Collected data:
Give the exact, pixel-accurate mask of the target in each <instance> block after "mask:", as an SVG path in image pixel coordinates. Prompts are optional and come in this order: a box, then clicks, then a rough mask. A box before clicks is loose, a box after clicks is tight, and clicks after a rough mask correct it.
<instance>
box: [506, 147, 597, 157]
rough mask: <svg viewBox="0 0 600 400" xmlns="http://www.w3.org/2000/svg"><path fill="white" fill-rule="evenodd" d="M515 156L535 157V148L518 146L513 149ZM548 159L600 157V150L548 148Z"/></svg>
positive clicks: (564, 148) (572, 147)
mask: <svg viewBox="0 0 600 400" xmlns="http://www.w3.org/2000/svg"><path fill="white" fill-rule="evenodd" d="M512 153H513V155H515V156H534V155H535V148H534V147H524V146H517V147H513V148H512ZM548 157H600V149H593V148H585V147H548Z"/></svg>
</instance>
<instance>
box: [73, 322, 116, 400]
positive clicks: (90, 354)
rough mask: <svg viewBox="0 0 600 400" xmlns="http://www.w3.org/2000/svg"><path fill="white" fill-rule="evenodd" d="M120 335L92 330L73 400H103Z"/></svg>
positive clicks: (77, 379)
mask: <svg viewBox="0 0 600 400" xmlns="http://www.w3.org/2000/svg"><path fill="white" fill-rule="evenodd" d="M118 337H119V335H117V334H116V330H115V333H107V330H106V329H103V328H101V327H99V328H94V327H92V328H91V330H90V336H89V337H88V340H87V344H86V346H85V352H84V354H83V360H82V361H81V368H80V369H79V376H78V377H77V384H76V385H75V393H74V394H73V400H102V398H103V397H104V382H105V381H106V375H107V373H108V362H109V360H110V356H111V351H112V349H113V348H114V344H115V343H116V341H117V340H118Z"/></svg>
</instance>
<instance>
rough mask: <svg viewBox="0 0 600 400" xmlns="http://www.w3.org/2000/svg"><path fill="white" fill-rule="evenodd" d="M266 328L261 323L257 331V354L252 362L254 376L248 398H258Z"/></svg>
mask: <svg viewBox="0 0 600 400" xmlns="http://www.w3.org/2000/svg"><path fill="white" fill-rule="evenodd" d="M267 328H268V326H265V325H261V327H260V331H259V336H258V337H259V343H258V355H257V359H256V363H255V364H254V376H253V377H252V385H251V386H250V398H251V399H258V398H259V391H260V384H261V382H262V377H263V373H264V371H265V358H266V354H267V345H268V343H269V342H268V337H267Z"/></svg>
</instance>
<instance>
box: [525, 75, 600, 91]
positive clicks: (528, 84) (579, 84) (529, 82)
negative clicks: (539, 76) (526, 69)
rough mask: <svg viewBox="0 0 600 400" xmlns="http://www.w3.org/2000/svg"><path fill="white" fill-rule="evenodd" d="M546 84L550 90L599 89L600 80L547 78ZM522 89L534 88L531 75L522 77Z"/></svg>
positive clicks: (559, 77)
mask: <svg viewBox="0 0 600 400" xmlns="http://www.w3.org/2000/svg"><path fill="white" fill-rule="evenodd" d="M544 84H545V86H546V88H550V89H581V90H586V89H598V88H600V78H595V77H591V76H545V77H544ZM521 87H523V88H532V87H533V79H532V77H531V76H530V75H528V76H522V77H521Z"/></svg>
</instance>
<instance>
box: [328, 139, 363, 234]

(Written task):
Identify each line above that contains the string "positive", with case counting, and copy every such line in full.

(Problem solution):
positive clicks: (564, 148) (572, 147)
positive clicks: (90, 354)
positive clicks: (77, 379)
positive clicks: (528, 84) (579, 84) (529, 82)
positive clicks: (559, 77)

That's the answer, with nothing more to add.